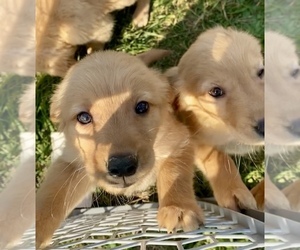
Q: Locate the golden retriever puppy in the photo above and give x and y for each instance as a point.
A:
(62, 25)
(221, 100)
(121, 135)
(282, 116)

◆ **About this task**: Reproduce every line above as written, skipping pictures.

◆ **Answer below**:
Q: Locate the golden retriever puppy in the photo above and give x and y for each instance as a point.
A:
(62, 25)
(221, 100)
(121, 135)
(282, 116)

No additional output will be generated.